» What is asked
Write out the lines from the line containing "For the evaluation, point out each instance of the ripe" through the final line of the listing below, exactly, omitting every other line.

---- Listing

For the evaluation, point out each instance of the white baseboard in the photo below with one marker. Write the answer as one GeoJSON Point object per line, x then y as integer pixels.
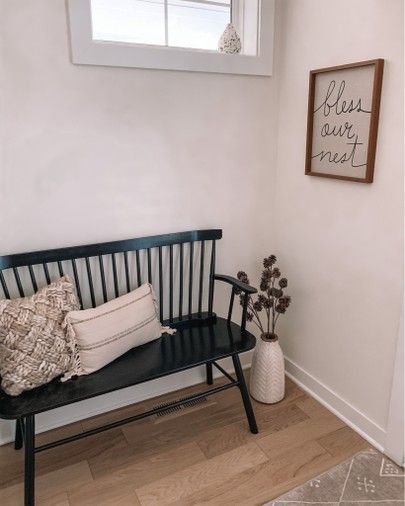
{"type": "Point", "coordinates": [353, 417]}
{"type": "Point", "coordinates": [103, 403]}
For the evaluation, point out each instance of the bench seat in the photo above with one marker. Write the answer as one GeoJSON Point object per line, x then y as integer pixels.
{"type": "Point", "coordinates": [188, 347]}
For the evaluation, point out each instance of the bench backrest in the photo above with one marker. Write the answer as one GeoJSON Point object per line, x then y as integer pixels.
{"type": "Point", "coordinates": [180, 267]}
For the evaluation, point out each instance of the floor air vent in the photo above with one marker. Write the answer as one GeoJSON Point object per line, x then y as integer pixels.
{"type": "Point", "coordinates": [183, 408]}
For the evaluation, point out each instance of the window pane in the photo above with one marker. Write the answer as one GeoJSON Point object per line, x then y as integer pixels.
{"type": "Point", "coordinates": [197, 24]}
{"type": "Point", "coordinates": [135, 21]}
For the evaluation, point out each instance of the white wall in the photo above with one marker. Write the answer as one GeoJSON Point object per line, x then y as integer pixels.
{"type": "Point", "coordinates": [94, 153]}
{"type": "Point", "coordinates": [341, 242]}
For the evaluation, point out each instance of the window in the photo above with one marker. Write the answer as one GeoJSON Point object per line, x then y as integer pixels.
{"type": "Point", "coordinates": [172, 34]}
{"type": "Point", "coordinates": [196, 24]}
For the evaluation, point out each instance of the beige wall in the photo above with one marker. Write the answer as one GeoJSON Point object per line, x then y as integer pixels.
{"type": "Point", "coordinates": [341, 242]}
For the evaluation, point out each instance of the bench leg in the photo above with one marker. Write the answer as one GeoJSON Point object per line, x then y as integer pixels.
{"type": "Point", "coordinates": [18, 441]}
{"type": "Point", "coordinates": [245, 395]}
{"type": "Point", "coordinates": [210, 380]}
{"type": "Point", "coordinates": [29, 472]}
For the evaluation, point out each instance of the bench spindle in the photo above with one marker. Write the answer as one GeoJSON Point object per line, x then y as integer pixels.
{"type": "Point", "coordinates": [126, 267]}
{"type": "Point", "coordinates": [33, 279]}
{"type": "Point", "coordinates": [77, 283]}
{"type": "Point", "coordinates": [190, 279]}
{"type": "Point", "coordinates": [46, 272]}
{"type": "Point", "coordinates": [60, 269]}
{"type": "Point", "coordinates": [201, 283]}
{"type": "Point", "coordinates": [160, 284]}
{"type": "Point", "coordinates": [138, 268]}
{"type": "Point", "coordinates": [115, 276]}
{"type": "Point", "coordinates": [149, 265]}
{"type": "Point", "coordinates": [102, 274]}
{"type": "Point", "coordinates": [4, 285]}
{"type": "Point", "coordinates": [171, 282]}
{"type": "Point", "coordinates": [90, 280]}
{"type": "Point", "coordinates": [211, 281]}
{"type": "Point", "coordinates": [181, 281]}
{"type": "Point", "coordinates": [18, 281]}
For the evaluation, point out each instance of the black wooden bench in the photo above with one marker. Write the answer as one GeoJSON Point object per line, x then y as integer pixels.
{"type": "Point", "coordinates": [181, 268]}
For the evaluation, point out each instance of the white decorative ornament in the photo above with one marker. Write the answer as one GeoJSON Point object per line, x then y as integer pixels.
{"type": "Point", "coordinates": [267, 380]}
{"type": "Point", "coordinates": [229, 41]}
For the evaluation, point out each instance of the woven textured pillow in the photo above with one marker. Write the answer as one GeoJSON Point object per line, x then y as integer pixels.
{"type": "Point", "coordinates": [106, 332]}
{"type": "Point", "coordinates": [34, 347]}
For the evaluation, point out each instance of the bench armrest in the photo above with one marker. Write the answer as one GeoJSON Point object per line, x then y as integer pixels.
{"type": "Point", "coordinates": [243, 287]}
{"type": "Point", "coordinates": [235, 283]}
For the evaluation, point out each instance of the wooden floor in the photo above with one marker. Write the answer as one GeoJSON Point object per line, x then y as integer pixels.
{"type": "Point", "coordinates": [202, 455]}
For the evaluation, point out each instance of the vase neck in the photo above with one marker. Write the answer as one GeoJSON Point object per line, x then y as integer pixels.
{"type": "Point", "coordinates": [269, 337]}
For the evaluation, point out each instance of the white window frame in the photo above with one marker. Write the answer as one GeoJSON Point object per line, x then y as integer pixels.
{"type": "Point", "coordinates": [86, 51]}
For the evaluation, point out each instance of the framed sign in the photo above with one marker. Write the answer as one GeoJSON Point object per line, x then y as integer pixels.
{"type": "Point", "coordinates": [343, 110]}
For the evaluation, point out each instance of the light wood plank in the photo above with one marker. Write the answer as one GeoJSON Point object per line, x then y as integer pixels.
{"type": "Point", "coordinates": [256, 484]}
{"type": "Point", "coordinates": [308, 430]}
{"type": "Point", "coordinates": [212, 473]}
{"type": "Point", "coordinates": [167, 461]}
{"type": "Point", "coordinates": [140, 471]}
{"type": "Point", "coordinates": [343, 443]}
{"type": "Point", "coordinates": [270, 419]}
{"type": "Point", "coordinates": [51, 487]}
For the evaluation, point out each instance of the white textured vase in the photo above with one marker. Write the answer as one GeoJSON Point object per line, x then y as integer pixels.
{"type": "Point", "coordinates": [267, 380]}
{"type": "Point", "coordinates": [229, 41]}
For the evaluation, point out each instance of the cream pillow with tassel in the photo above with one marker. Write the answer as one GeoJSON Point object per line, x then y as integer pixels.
{"type": "Point", "coordinates": [106, 332]}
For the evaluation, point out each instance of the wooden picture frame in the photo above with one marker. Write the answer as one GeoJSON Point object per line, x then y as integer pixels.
{"type": "Point", "coordinates": [342, 124]}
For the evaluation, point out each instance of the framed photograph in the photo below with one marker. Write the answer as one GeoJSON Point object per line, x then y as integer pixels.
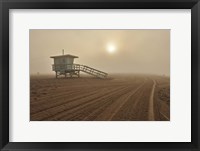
{"type": "Point", "coordinates": [99, 75]}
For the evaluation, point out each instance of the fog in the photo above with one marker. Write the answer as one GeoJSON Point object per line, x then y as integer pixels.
{"type": "Point", "coordinates": [136, 51]}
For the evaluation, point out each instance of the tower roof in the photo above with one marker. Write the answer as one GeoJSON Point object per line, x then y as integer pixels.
{"type": "Point", "coordinates": [67, 55]}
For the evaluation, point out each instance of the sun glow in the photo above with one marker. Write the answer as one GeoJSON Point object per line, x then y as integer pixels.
{"type": "Point", "coordinates": [111, 48]}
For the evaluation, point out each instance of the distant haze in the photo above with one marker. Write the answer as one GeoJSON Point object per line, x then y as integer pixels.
{"type": "Point", "coordinates": [135, 51]}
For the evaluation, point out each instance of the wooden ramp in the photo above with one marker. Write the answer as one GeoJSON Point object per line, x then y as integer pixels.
{"type": "Point", "coordinates": [76, 68]}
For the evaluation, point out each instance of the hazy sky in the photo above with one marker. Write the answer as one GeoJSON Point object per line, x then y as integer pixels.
{"type": "Point", "coordinates": [112, 51]}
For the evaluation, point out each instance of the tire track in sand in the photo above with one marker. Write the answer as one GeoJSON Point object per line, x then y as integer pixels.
{"type": "Point", "coordinates": [115, 107]}
{"type": "Point", "coordinates": [151, 103]}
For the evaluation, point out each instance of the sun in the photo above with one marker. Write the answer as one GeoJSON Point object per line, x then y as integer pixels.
{"type": "Point", "coordinates": [111, 48]}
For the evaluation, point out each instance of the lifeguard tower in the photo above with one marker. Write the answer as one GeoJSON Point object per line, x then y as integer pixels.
{"type": "Point", "coordinates": [64, 65]}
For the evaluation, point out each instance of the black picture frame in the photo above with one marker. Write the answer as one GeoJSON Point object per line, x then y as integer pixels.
{"type": "Point", "coordinates": [5, 5]}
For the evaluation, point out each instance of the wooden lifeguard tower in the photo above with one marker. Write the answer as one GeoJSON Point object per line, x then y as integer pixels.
{"type": "Point", "coordinates": [64, 65]}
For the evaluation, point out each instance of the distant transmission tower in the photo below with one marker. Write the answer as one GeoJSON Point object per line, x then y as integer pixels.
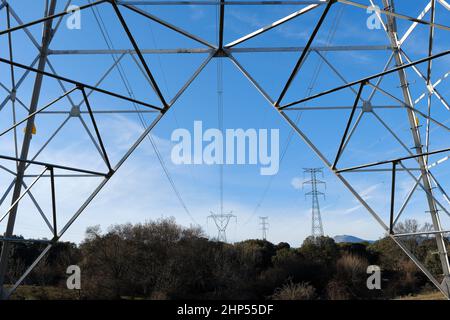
{"type": "Point", "coordinates": [317, 228]}
{"type": "Point", "coordinates": [222, 221]}
{"type": "Point", "coordinates": [264, 226]}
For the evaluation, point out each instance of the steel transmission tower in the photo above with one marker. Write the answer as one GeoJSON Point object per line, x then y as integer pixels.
{"type": "Point", "coordinates": [222, 221]}
{"type": "Point", "coordinates": [391, 103]}
{"type": "Point", "coordinates": [317, 227]}
{"type": "Point", "coordinates": [264, 226]}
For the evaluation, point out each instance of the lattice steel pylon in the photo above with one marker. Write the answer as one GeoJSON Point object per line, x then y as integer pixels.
{"type": "Point", "coordinates": [222, 221]}
{"type": "Point", "coordinates": [316, 218]}
{"type": "Point", "coordinates": [416, 159]}
{"type": "Point", "coordinates": [264, 226]}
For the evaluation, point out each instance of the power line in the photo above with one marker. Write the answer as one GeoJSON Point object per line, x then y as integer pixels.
{"type": "Point", "coordinates": [308, 92]}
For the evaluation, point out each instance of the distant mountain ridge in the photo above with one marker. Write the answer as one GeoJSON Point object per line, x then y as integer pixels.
{"type": "Point", "coordinates": [349, 239]}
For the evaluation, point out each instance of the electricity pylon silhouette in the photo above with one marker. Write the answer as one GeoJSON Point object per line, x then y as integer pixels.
{"type": "Point", "coordinates": [317, 227]}
{"type": "Point", "coordinates": [264, 226]}
{"type": "Point", "coordinates": [222, 221]}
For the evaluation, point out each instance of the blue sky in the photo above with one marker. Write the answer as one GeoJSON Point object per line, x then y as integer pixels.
{"type": "Point", "coordinates": [140, 191]}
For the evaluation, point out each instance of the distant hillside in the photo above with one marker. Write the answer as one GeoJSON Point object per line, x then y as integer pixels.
{"type": "Point", "coordinates": [350, 239]}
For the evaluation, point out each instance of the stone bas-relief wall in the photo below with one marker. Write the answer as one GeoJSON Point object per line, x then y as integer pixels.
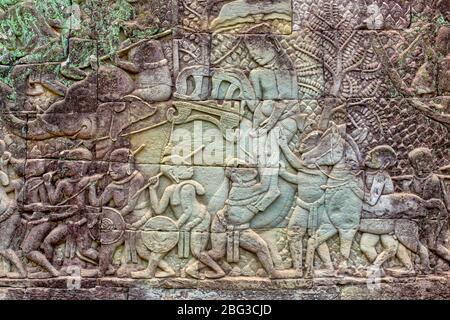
{"type": "Point", "coordinates": [224, 149]}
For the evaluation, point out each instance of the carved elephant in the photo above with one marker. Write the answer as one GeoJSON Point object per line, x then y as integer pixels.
{"type": "Point", "coordinates": [77, 114]}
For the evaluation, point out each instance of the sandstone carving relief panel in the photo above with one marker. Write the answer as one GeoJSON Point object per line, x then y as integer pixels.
{"type": "Point", "coordinates": [252, 141]}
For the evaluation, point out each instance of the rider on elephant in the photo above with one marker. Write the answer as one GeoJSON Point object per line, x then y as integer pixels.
{"type": "Point", "coordinates": [230, 228]}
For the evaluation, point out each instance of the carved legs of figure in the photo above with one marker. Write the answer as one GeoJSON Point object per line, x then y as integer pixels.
{"type": "Point", "coordinates": [7, 229]}
{"type": "Point", "coordinates": [32, 242]}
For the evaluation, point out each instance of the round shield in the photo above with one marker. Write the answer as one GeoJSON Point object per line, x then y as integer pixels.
{"type": "Point", "coordinates": [160, 234]}
{"type": "Point", "coordinates": [111, 226]}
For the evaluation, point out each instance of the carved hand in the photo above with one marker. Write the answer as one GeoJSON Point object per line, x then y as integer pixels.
{"type": "Point", "coordinates": [154, 182]}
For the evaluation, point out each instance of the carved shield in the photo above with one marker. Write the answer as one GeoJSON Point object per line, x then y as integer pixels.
{"type": "Point", "coordinates": [111, 226]}
{"type": "Point", "coordinates": [160, 234]}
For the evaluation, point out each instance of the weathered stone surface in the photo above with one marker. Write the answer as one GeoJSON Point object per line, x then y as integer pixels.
{"type": "Point", "coordinates": [224, 149]}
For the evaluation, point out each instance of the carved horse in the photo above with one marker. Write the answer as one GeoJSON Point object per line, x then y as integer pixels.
{"type": "Point", "coordinates": [343, 197]}
{"type": "Point", "coordinates": [400, 214]}
{"type": "Point", "coordinates": [397, 213]}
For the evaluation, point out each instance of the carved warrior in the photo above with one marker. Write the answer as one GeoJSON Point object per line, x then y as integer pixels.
{"type": "Point", "coordinates": [92, 174]}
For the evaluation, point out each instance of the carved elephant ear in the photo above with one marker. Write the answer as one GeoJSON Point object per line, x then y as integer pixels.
{"type": "Point", "coordinates": [113, 84]}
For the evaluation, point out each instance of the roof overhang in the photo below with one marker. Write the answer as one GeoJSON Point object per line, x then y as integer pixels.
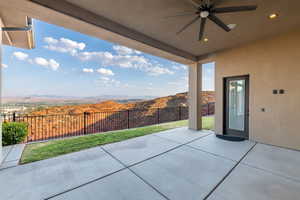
{"type": "Point", "coordinates": [141, 24]}
{"type": "Point", "coordinates": [17, 29]}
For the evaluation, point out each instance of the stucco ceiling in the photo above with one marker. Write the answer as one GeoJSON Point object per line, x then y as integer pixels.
{"type": "Point", "coordinates": [142, 24]}
{"type": "Point", "coordinates": [149, 18]}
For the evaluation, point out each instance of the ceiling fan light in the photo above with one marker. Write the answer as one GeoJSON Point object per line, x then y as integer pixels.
{"type": "Point", "coordinates": [273, 16]}
{"type": "Point", "coordinates": [204, 14]}
{"type": "Point", "coordinates": [231, 26]}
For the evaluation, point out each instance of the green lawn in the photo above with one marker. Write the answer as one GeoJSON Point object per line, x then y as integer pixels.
{"type": "Point", "coordinates": [40, 151]}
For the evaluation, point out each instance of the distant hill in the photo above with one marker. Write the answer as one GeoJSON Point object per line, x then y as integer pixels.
{"type": "Point", "coordinates": [73, 120]}
{"type": "Point", "coordinates": [179, 99]}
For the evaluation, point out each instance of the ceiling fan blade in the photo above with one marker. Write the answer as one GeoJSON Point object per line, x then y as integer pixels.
{"type": "Point", "coordinates": [196, 3]}
{"type": "Point", "coordinates": [217, 21]}
{"type": "Point", "coordinates": [234, 9]}
{"type": "Point", "coordinates": [182, 14]}
{"type": "Point", "coordinates": [202, 26]}
{"type": "Point", "coordinates": [216, 2]}
{"type": "Point", "coordinates": [187, 25]}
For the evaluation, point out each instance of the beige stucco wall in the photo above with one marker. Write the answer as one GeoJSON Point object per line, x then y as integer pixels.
{"type": "Point", "coordinates": [273, 63]}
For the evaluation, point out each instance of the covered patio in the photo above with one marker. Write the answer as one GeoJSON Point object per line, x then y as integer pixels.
{"type": "Point", "coordinates": [175, 164]}
{"type": "Point", "coordinates": [184, 163]}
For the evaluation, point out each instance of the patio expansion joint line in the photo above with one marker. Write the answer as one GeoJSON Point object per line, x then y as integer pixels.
{"type": "Point", "coordinates": [270, 172]}
{"type": "Point", "coordinates": [228, 173]}
{"type": "Point", "coordinates": [202, 136]}
{"type": "Point", "coordinates": [127, 167]}
{"type": "Point", "coordinates": [84, 184]}
{"type": "Point", "coordinates": [214, 154]}
{"type": "Point", "coordinates": [179, 145]}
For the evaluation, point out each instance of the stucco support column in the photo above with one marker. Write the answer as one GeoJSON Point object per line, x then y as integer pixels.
{"type": "Point", "coordinates": [194, 96]}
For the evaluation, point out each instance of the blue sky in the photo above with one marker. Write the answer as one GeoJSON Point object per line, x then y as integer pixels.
{"type": "Point", "coordinates": [68, 63]}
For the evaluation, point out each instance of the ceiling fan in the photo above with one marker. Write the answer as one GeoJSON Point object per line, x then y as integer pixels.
{"type": "Point", "coordinates": [206, 9]}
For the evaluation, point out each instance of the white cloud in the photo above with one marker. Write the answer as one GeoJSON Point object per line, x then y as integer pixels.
{"type": "Point", "coordinates": [105, 72]}
{"type": "Point", "coordinates": [122, 50]}
{"type": "Point", "coordinates": [4, 65]}
{"type": "Point", "coordinates": [20, 55]}
{"type": "Point", "coordinates": [125, 61]}
{"type": "Point", "coordinates": [156, 70]}
{"type": "Point", "coordinates": [178, 67]}
{"type": "Point", "coordinates": [64, 45]}
{"type": "Point", "coordinates": [52, 64]}
{"type": "Point", "coordinates": [88, 70]}
{"type": "Point", "coordinates": [108, 82]}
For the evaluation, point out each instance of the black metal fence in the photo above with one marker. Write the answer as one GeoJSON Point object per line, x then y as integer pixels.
{"type": "Point", "coordinates": [46, 127]}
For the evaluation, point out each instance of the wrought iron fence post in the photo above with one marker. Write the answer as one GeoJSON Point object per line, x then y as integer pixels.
{"type": "Point", "coordinates": [128, 119]}
{"type": "Point", "coordinates": [14, 116]}
{"type": "Point", "coordinates": [158, 115]}
{"type": "Point", "coordinates": [85, 115]}
{"type": "Point", "coordinates": [208, 109]}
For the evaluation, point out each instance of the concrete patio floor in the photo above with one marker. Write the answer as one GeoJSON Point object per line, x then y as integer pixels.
{"type": "Point", "coordinates": [175, 164]}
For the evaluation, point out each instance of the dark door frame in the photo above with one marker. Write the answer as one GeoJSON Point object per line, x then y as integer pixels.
{"type": "Point", "coordinates": [226, 130]}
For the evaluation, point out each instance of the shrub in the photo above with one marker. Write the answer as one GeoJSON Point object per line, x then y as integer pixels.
{"type": "Point", "coordinates": [13, 132]}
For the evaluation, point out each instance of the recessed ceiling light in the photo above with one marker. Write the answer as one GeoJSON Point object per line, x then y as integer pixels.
{"type": "Point", "coordinates": [231, 26]}
{"type": "Point", "coordinates": [273, 16]}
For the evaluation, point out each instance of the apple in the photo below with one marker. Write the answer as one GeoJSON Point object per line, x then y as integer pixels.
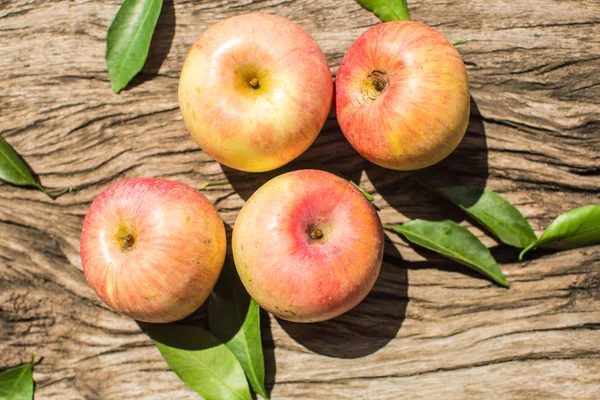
{"type": "Point", "coordinates": [255, 91]}
{"type": "Point", "coordinates": [402, 96]}
{"type": "Point", "coordinates": [152, 249]}
{"type": "Point", "coordinates": [308, 246]}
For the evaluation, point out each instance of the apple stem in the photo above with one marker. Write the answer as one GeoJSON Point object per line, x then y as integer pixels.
{"type": "Point", "coordinates": [378, 84]}
{"type": "Point", "coordinates": [316, 234]}
{"type": "Point", "coordinates": [253, 83]}
{"type": "Point", "coordinates": [129, 240]}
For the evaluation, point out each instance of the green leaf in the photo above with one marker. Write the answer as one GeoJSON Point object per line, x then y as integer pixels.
{"type": "Point", "coordinates": [576, 228]}
{"type": "Point", "coordinates": [17, 383]}
{"type": "Point", "coordinates": [453, 241]}
{"type": "Point", "coordinates": [387, 10]}
{"type": "Point", "coordinates": [12, 167]}
{"type": "Point", "coordinates": [201, 361]}
{"type": "Point", "coordinates": [14, 170]}
{"type": "Point", "coordinates": [234, 318]}
{"type": "Point", "coordinates": [128, 40]}
{"type": "Point", "coordinates": [494, 212]}
{"type": "Point", "coordinates": [363, 191]}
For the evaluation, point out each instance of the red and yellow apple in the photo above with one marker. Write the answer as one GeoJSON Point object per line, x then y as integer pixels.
{"type": "Point", "coordinates": [152, 249]}
{"type": "Point", "coordinates": [402, 96]}
{"type": "Point", "coordinates": [255, 91]}
{"type": "Point", "coordinates": [308, 246]}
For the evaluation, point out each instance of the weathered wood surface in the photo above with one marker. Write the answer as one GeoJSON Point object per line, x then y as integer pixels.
{"type": "Point", "coordinates": [430, 329]}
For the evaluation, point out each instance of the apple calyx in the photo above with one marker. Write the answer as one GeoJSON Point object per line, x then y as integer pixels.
{"type": "Point", "coordinates": [254, 84]}
{"type": "Point", "coordinates": [316, 234]}
{"type": "Point", "coordinates": [129, 241]}
{"type": "Point", "coordinates": [125, 237]}
{"type": "Point", "coordinates": [375, 84]}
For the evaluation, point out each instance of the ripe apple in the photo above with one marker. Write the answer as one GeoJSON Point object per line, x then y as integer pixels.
{"type": "Point", "coordinates": [402, 96]}
{"type": "Point", "coordinates": [152, 249]}
{"type": "Point", "coordinates": [255, 91]}
{"type": "Point", "coordinates": [308, 246]}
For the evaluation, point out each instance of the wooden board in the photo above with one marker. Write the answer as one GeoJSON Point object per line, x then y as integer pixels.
{"type": "Point", "coordinates": [430, 329]}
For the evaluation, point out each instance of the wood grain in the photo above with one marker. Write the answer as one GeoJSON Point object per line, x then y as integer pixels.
{"type": "Point", "coordinates": [430, 329]}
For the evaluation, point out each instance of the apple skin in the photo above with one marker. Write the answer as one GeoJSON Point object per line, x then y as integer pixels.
{"type": "Point", "coordinates": [255, 129]}
{"type": "Point", "coordinates": [288, 272]}
{"type": "Point", "coordinates": [174, 257]}
{"type": "Point", "coordinates": [402, 96]}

--------

» Problem solution
For the evaluation, point out each instance of the ripe apple in the photo above with one marker. Write the answer as one GeoJSON Point object per line, x then y as integer pixels.
{"type": "Point", "coordinates": [402, 96]}
{"type": "Point", "coordinates": [152, 249]}
{"type": "Point", "coordinates": [255, 91]}
{"type": "Point", "coordinates": [308, 246]}
For the evaluation, point out each instance of the wooden board in the photo above with one marker. Write the answer as one GeoJSON Point object per line, x then y as integer pixels.
{"type": "Point", "coordinates": [430, 329]}
For the evaluation, point out each instance of the wood grain in the photo above with one marker. Write the answer as one GeoJSON Point object per line, x then y as integer pixels.
{"type": "Point", "coordinates": [430, 329]}
For the evaluation, point out each instance of the apple skin in the photo above with one marker. Write the answer as one GeoJSON Point object per line, x then y as integer pixels.
{"type": "Point", "coordinates": [255, 129]}
{"type": "Point", "coordinates": [288, 272]}
{"type": "Point", "coordinates": [174, 257]}
{"type": "Point", "coordinates": [402, 96]}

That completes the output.